One experience that has sharply concentrated his thoughts is the cost of heating his home, an old mill in Devon. When the heating bills rose to £6,000 for just six months, he realised that he would have to downsize and has now moved to a smaller cottage on Chesil Beach in Dorset. This claim has brought him into conflict with another green guru, the chunky knit Guardianista George Monbiot.
“I remember George Monbiot took me up on it and wrote that it was impossible, that I had to be lying. But I wasn’t lying, I’ve got the figures.” Monbiot doesn’t quite accuse him of lying, in fairness; just of “talking rubbish” and “making wild statements”. In any case, he says that in the US he found he could heat a house for six months, in temperatures of -20C (-4F), for just £60. As a result, he has withering contempt for environmentalists’ opposition to fracking. “You see, gas in America is incredibly cheap, because of fracking,” he says. But what about the risk of triggering earthquakes? He rolls his eyes.

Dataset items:
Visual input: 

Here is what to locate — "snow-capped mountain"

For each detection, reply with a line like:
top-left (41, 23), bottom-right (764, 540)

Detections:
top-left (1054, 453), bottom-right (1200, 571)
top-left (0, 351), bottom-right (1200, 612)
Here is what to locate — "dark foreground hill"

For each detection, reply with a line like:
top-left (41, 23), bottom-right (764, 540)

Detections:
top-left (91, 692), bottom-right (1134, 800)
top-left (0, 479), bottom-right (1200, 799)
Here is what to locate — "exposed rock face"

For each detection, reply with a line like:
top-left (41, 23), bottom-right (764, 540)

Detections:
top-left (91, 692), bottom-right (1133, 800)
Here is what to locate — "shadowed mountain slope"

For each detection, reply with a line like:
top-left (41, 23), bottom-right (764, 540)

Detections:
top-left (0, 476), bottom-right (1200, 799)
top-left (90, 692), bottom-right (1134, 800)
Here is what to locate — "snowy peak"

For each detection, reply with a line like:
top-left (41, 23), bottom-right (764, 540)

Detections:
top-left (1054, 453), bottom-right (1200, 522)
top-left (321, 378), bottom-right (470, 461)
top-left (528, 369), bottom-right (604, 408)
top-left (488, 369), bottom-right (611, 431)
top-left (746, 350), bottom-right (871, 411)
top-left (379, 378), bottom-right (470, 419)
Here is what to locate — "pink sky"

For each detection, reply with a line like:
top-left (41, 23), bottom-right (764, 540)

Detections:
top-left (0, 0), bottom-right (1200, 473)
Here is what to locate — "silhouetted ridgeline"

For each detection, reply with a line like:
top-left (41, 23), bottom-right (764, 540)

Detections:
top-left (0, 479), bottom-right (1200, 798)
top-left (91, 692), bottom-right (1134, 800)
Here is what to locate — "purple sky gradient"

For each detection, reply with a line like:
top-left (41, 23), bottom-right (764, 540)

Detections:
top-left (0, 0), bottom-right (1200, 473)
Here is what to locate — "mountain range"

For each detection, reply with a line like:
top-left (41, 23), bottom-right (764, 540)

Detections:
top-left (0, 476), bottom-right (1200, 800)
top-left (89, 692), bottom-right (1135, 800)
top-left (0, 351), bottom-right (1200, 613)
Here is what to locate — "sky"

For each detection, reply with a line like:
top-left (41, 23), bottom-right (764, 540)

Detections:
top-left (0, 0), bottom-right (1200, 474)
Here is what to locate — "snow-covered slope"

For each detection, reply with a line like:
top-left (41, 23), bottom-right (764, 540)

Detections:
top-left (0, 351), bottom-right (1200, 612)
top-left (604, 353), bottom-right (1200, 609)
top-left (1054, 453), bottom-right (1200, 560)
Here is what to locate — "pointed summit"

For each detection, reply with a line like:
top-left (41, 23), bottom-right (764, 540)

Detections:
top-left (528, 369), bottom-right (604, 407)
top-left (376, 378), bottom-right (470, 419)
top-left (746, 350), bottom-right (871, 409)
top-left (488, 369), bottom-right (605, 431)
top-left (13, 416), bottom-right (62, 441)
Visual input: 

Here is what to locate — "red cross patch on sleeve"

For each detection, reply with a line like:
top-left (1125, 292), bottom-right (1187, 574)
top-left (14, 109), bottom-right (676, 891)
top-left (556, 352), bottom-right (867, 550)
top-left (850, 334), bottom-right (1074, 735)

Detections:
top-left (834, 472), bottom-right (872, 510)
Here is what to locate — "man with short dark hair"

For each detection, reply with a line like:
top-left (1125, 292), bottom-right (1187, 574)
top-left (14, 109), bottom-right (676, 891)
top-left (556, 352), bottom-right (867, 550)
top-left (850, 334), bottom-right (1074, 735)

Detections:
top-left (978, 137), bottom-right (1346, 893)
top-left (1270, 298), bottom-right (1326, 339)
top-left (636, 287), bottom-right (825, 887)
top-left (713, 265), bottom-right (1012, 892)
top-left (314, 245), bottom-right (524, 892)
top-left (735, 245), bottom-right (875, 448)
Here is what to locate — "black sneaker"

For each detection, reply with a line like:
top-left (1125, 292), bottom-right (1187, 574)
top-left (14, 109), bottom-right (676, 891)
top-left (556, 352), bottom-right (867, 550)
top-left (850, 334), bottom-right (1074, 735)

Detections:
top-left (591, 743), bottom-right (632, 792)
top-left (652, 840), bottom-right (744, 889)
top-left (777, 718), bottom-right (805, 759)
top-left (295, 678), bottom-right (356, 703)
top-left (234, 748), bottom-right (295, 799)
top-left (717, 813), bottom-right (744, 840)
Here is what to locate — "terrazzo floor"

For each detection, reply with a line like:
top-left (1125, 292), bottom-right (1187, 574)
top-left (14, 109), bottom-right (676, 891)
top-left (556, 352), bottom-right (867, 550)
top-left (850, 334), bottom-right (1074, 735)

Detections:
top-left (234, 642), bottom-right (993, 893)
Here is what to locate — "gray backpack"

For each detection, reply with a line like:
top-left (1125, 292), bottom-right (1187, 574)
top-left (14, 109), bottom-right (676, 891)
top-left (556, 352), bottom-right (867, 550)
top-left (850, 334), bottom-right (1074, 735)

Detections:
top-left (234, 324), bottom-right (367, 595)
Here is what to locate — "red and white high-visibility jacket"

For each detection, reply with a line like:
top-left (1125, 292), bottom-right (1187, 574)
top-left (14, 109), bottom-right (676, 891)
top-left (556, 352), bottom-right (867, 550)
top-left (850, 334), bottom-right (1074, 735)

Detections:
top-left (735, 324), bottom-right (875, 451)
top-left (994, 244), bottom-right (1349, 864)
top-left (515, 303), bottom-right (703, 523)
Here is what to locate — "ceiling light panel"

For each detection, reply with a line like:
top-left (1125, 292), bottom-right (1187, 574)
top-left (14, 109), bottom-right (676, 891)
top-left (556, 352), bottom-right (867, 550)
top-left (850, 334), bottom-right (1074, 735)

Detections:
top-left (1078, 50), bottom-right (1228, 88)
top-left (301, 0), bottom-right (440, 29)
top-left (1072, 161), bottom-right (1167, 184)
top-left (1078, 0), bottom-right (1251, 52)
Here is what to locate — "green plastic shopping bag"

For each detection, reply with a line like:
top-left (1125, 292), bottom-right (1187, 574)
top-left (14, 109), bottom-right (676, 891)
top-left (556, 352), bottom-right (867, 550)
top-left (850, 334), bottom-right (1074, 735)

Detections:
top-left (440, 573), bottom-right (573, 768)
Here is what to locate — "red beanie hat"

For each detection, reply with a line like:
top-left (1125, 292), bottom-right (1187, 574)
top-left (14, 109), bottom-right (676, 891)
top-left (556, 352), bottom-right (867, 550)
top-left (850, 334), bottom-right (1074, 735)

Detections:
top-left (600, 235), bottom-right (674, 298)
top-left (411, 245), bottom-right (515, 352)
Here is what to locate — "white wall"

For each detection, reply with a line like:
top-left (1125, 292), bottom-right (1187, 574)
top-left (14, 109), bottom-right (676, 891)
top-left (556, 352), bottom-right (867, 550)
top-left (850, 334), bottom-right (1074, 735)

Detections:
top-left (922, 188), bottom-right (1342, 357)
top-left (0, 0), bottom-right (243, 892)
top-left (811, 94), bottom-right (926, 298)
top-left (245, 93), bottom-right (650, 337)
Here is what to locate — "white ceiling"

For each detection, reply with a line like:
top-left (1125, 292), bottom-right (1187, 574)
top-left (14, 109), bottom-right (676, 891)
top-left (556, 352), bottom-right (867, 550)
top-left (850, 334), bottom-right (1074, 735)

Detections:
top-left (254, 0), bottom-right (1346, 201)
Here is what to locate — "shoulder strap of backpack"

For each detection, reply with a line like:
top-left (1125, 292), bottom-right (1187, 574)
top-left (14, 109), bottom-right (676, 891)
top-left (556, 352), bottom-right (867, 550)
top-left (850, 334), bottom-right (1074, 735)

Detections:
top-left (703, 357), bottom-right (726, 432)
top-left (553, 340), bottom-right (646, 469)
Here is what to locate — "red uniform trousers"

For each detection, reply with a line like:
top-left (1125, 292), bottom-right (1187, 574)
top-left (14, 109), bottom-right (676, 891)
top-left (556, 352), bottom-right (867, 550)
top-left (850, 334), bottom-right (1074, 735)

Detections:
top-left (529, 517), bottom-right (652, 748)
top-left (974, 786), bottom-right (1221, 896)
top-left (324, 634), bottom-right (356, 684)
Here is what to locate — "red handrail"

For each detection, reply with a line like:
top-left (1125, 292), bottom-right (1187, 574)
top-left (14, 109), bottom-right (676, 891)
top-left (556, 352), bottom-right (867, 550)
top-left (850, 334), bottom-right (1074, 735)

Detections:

▶ WHAT TO DO:
Write out the passage about heating costs word for word, starting with the words "One experience that" and ending after the words "Guardianista George Monbiot.". The entries can be left aside; none of the work depends on them.

▶ EXERCISE OUTPUT:
One experience that has sharply concentrated his thoughts is the cost of heating his home, an old mill in Devon. When the heating bills rose to £6,000 for just six months, he realised that he would have to downsize and has now moved to a smaller cottage on Chesil Beach in Dorset. This claim has brought him into conflict with another green guru, the chunky knit Guardianista George Monbiot.